● How to complete this task:
What you give back should be only the lines from the one holding "Each instance receives exactly one keypoint. Tag the grassy" through the final line of the records, each reproduced exactly.

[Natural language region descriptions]
□ □ □ □ □
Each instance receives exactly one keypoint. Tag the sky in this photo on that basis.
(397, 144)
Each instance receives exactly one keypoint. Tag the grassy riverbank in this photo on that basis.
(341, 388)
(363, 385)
□ □ □ □ □
● Written reply:
Each instance receives exactly one keypoint. Tag the grassy riverbank in this photo on that basis.
(341, 388)
(363, 385)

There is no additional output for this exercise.